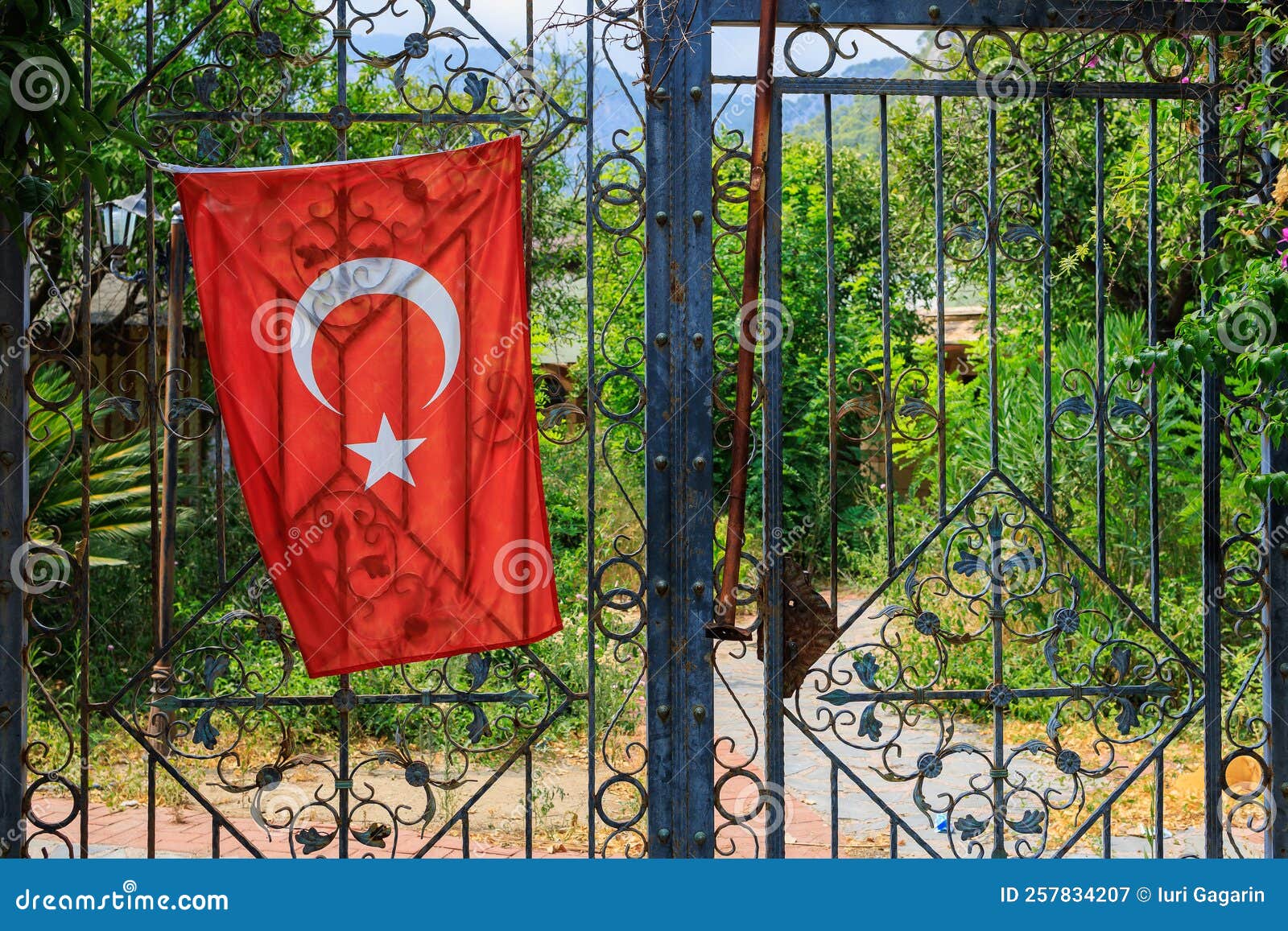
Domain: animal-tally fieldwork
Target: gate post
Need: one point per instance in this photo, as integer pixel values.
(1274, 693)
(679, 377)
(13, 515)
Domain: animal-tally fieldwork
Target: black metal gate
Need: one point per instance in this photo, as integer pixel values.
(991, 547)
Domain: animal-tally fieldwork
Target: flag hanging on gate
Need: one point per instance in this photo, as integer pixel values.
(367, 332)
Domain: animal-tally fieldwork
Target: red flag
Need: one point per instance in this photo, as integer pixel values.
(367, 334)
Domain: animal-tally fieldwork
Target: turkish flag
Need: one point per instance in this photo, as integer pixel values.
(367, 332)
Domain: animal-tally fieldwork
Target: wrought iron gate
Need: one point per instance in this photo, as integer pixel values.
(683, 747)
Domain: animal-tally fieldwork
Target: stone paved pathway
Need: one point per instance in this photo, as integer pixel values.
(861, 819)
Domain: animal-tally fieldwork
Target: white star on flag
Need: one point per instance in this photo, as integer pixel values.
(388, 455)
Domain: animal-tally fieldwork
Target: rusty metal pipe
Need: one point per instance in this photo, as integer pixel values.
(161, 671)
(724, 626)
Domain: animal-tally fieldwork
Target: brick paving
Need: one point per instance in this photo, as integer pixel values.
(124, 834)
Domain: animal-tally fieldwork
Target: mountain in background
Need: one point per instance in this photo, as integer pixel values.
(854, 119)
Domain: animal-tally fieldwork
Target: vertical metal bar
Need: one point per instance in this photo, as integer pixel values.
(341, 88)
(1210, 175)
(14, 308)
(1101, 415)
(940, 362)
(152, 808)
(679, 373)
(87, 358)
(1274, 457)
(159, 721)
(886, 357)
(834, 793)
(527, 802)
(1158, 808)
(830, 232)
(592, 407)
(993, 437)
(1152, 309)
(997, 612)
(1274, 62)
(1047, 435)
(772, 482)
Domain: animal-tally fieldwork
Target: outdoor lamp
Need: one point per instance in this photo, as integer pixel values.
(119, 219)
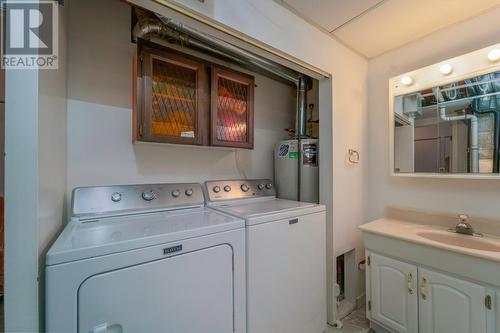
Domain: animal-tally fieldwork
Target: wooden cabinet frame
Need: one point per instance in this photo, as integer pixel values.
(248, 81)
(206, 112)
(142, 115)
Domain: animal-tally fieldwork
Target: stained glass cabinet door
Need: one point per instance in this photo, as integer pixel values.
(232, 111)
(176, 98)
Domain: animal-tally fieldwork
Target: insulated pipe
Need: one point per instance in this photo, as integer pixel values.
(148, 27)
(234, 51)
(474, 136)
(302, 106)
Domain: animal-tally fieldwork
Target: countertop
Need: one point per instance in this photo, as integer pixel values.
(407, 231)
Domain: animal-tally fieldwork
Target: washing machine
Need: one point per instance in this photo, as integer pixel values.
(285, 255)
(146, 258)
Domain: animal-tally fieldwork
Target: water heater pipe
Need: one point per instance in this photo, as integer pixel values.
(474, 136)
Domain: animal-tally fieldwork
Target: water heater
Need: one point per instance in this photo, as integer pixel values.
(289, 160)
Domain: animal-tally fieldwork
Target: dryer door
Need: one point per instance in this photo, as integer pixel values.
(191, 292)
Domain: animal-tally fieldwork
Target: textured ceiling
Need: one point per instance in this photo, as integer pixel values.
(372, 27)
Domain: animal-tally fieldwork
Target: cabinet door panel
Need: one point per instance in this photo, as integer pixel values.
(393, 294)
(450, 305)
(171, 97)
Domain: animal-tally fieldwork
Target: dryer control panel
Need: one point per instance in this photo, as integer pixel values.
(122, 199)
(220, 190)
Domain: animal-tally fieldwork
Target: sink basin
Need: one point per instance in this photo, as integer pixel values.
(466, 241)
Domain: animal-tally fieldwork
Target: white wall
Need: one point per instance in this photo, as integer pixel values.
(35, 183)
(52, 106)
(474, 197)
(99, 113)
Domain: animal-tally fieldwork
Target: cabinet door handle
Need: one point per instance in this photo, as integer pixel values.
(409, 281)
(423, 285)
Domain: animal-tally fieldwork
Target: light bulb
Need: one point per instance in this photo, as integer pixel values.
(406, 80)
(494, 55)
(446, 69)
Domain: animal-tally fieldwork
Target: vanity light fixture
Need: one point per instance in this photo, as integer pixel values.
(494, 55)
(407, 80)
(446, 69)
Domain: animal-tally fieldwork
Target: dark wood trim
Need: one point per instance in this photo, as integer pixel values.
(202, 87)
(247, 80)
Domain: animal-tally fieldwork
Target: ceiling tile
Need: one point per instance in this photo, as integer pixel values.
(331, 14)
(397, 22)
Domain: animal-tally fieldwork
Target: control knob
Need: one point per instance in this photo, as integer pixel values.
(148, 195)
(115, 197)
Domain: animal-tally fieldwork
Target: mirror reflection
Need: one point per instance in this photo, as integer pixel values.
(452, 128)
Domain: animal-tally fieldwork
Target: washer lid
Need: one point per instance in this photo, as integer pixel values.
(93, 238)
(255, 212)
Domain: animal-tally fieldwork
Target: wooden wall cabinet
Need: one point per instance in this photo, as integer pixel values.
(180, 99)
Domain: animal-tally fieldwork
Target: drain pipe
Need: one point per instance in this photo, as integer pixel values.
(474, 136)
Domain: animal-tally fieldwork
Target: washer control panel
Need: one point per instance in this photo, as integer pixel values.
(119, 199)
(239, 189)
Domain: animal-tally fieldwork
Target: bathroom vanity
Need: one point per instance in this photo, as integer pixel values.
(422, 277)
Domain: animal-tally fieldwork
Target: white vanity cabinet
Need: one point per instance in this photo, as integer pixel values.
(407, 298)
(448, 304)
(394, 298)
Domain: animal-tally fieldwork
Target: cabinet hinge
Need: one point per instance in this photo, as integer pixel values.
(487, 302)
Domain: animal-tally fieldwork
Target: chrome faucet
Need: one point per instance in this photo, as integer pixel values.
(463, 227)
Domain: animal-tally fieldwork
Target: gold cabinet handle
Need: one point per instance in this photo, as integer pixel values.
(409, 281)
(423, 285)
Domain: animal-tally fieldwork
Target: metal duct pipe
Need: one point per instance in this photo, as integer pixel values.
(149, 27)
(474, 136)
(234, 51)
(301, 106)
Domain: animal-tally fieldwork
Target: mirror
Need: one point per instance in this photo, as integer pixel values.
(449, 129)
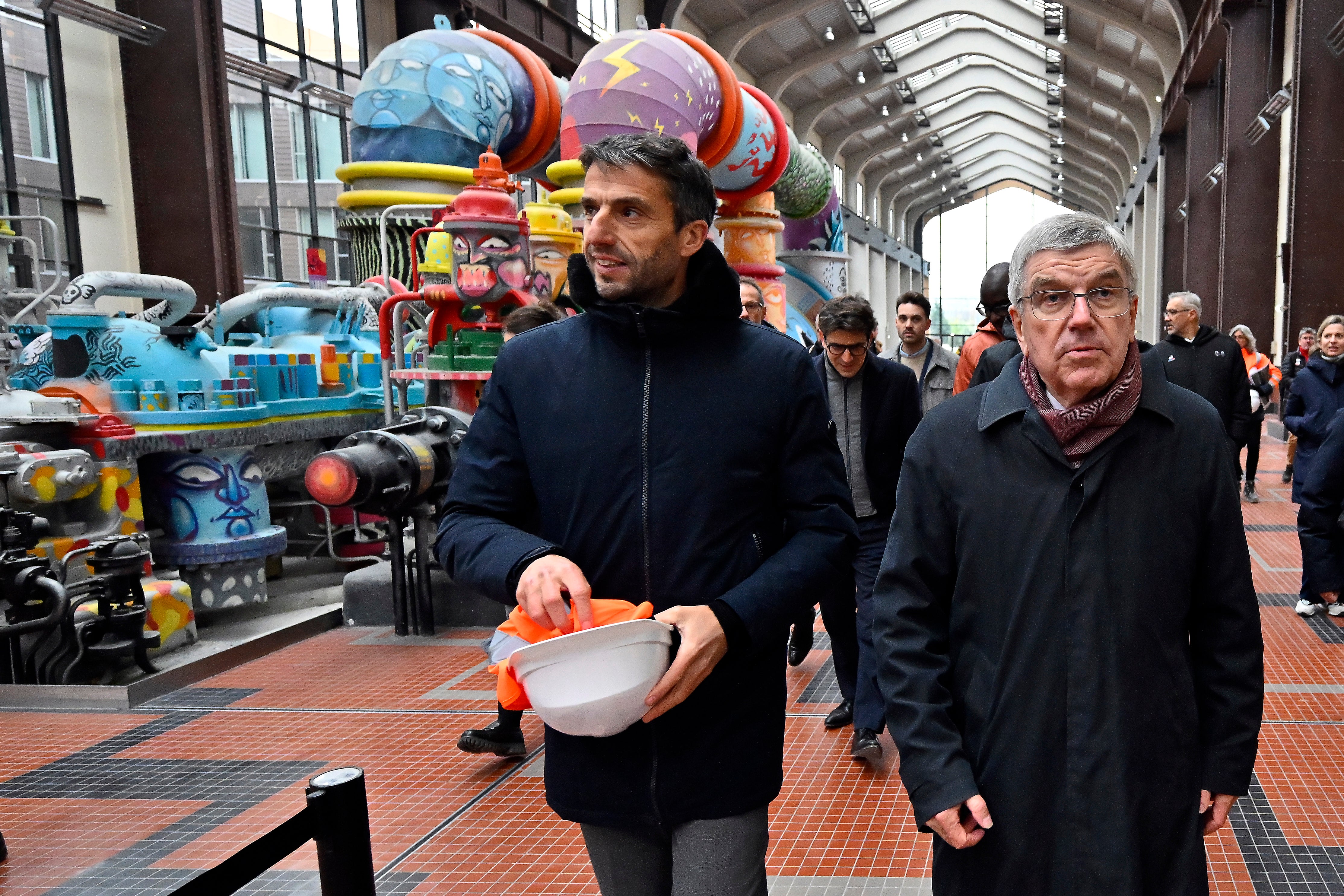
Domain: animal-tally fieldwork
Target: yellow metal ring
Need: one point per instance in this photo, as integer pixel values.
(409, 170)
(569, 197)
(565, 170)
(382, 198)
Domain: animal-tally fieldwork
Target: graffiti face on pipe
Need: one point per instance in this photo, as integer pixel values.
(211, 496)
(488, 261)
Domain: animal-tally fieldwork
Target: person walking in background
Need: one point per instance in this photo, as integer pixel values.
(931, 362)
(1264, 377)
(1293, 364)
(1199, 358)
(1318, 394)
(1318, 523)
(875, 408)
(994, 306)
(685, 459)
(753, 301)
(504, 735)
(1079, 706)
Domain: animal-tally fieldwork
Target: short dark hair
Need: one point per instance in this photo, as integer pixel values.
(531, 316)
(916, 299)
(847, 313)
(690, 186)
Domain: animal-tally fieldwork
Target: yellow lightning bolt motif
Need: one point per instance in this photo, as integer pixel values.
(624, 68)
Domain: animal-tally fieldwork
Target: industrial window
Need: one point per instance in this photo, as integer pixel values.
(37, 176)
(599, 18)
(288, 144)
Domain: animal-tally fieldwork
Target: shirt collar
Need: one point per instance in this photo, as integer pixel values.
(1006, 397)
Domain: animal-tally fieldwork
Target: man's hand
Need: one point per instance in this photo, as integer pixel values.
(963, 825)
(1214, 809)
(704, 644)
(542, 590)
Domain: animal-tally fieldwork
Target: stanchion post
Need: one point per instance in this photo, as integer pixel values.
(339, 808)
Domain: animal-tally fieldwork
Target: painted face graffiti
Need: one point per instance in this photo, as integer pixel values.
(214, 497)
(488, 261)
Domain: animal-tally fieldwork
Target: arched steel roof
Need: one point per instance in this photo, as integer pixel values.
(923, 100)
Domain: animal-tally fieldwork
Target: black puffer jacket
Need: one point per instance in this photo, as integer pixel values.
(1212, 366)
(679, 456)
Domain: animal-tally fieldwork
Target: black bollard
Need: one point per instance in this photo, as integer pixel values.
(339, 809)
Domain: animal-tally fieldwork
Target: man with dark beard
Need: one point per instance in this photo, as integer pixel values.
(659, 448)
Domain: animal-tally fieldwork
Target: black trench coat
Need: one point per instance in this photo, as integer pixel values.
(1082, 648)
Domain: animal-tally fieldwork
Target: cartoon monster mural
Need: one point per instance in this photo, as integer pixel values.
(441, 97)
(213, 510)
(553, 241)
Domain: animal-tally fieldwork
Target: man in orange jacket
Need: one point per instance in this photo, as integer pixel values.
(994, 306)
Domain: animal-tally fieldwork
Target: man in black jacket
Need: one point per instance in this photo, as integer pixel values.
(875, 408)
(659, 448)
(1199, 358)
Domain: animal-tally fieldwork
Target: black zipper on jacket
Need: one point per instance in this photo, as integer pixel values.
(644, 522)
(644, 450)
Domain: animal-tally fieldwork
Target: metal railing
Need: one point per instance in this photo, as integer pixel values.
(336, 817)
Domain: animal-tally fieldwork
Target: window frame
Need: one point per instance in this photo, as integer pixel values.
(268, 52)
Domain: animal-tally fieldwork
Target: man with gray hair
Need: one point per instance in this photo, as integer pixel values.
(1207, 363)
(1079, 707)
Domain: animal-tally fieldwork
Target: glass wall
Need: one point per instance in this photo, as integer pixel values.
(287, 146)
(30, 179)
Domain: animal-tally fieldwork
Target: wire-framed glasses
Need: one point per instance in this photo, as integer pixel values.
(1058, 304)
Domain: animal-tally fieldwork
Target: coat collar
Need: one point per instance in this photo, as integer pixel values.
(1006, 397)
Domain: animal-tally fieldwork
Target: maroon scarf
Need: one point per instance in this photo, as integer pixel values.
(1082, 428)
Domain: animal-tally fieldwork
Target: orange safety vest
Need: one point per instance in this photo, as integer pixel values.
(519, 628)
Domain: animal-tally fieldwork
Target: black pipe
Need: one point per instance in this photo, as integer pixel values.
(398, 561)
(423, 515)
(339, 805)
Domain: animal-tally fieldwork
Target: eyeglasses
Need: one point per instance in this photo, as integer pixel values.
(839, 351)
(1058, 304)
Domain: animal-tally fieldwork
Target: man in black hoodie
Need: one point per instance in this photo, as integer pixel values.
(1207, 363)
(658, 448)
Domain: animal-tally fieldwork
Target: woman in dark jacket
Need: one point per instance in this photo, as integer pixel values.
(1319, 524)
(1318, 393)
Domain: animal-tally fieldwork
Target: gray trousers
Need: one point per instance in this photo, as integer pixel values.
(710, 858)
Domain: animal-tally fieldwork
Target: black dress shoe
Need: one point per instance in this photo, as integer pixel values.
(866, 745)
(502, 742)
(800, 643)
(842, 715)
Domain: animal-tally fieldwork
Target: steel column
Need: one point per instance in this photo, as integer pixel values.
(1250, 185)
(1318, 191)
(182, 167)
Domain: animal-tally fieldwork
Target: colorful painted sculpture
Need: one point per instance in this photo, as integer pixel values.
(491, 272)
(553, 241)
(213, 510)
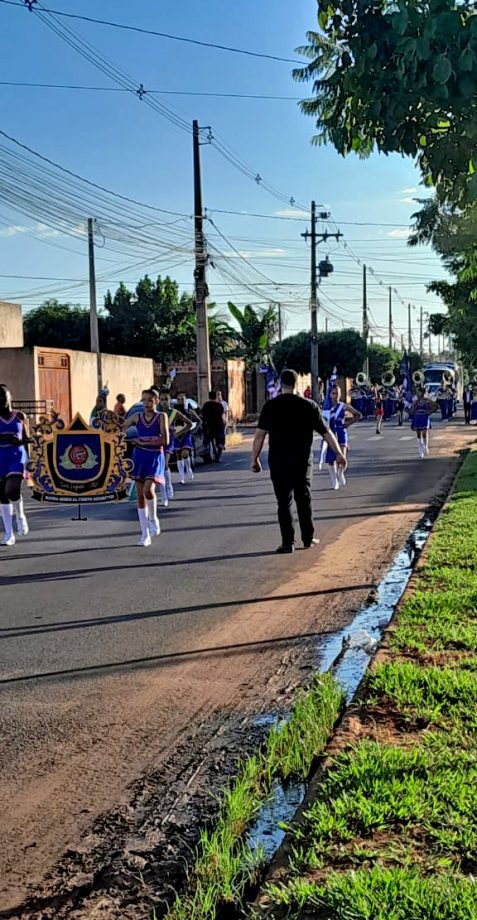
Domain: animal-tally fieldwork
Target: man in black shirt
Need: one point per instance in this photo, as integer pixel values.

:: Task objective ::
Across these entries, count each line where the string "shirt" shows up. Give only the count.

:: Task result ::
2